*TASK INSTRUCTIONS*.
**1)** Can you rewrite the part of the vitamin D text that opens with the words containing "The importance of" and closes with "you be deficient?", replacing "fatigue" with "tiredness"?
**2)** Do these statements agree with the vitamin D text? Answer yes or no for each, and quote the words of the text that decide it.
(a) Morning sun from 7 to 9 am is described as perfect for producing vitamin D.
(b) There is a consensus on the level of vitamin D needed for staying healthy.
(c) Melanin increases the skin's ability to produce vitamin D.
--- SOURCE TEXT Enclosed Below ---
Medically reviewed by Dr. Unsa Mohsin.

When our skin is exposed to sunlight, the complex compounds present in it combine with UV rays from the sunlight to create Vitamin D. This is the reason behind it being called “the sunshine vitamin”. However, it is important to note that sunlight can be harmful as well, especially from 10 am to 2 pm. For the production of Vitamin D, morning sun from 7 to 9 am is perfect. It can also be found in some foods such as oily fish, liver, egg yolk and red meat.


Another way to ensure that you’re getting enough of this mineral is to take Vitamin D supplements or those supplements that may have some proportion of Vitamin D in them.

Why do we need this vitamin?

The importance of vitamin D cannot be overstated.  While its primary function is to ensure bone health through mineral absorption, it’s also necessary for maintaining overall cell growth – how they divide and multiply. Additionally, vitamin D also helps regulate our immune system, making us better able to fight diseases.

How can you tell if you’re deficient?

Here are some Vitamin D deficiency symptoms to look out for:

  • Bone/muscle pain
  • Loss in bone density
  • Extreme fatigue
  • Conditions like osteopenia and osteoporosis

Why might you be deficient?

You have limited exposure to sunlight – if you don’t have enough exposure to the sun, or cover yourself with thick and dark material that blocks the sunlight, chances are you may have low Vitamin D.

Sources of Vitamin D

  • Being exposed to sun
  • Nutritional supplements
  • Foods you eat (Egg yolks, liver, red meat, cereals)


You have dark skin – the pigment responsible for making skin dark – melanin – reduces the skin’s ability to produce Vitamin D.

You don’t eat enough of the recommended foods – most sources of vitamin D are animal related such as red meat and egg yolk. If your diet is mainly vegetarian, you might have a lower level of it.


You’re overweight – those with a body mass index equal to or greater than 30 often have lower levels of Vitamin D.

What should you do?

There is no consensus on the level of Vitamin D needed for staying healthy; they differ depending on age and other health conditions. Therefore, its best to get it monitored yearly with your blood work. However, if you don’t spend time in the sun, cover yourself or have other health issues such as obesity, it is advisable to talk to your physician about taking a Vitamin D supplement.
--- End of Enclosed SOURCE TEXT ---
--- DATA EXTRACTS Enclosed Below ---
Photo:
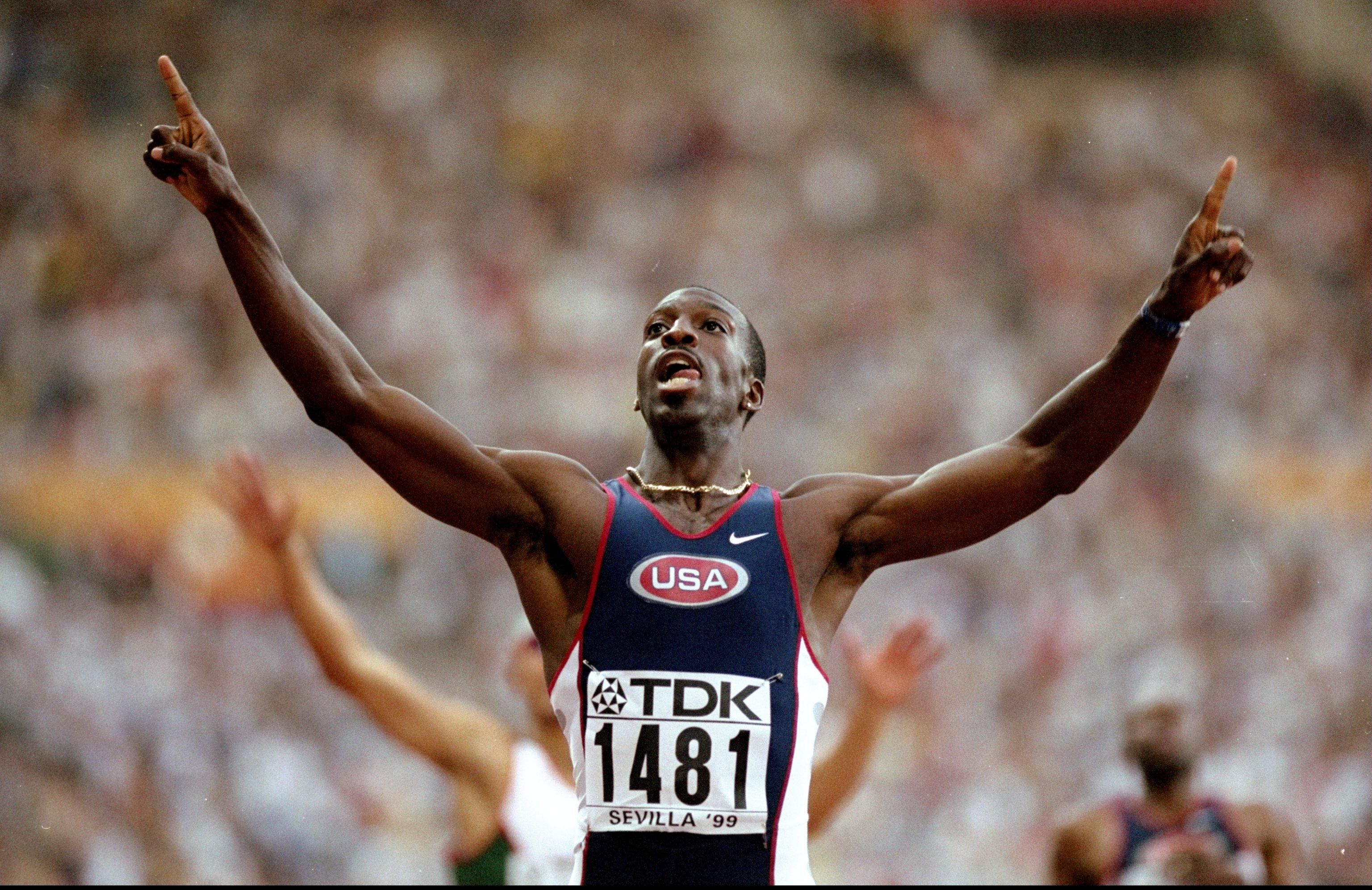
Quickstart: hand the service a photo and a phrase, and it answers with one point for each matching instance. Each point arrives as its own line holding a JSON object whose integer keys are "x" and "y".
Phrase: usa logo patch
{"x": 681, "y": 580}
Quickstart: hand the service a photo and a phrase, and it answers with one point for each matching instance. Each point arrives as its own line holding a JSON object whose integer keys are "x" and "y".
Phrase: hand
{"x": 1211, "y": 257}
{"x": 888, "y": 675}
{"x": 190, "y": 154}
{"x": 263, "y": 513}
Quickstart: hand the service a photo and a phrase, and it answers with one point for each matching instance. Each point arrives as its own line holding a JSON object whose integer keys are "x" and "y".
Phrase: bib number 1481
{"x": 677, "y": 752}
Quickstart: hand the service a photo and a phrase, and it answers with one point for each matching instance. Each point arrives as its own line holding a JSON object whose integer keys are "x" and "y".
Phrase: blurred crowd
{"x": 932, "y": 235}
--- End of Enclosed DATA EXTRACTS ---
*ANSWERS BY ITEM NUMBER*.
**1)**
The importance of vitamin D cannot be overstated.  While its primary function is to ensure bone health through mineral absorption, it’s also necessary for maintaining overall cell growth – how they divide and multiply. Additionally, vitamin D also helps regulate our immune system, making us better able to fight diseases.

How can you tell if you’re deficient?

Here are some Vitamin D deficiency symptoms to look out for:

  • Bone/muscle pain
  • Loss in bone density
  • Extreme tiredness
  • Conditions like osteopenia and osteoporosis

Why might you be deficient?

**2)**
(a) Yes: "For the production of Vitamin D, morning sun from 7 to 9 am is perfect."
(b) No: "There is no consensus on the level of Vitamin D needed for staying healthy"
(c) No: "melanin – reduces the skin’s ability to produce Vitamin D."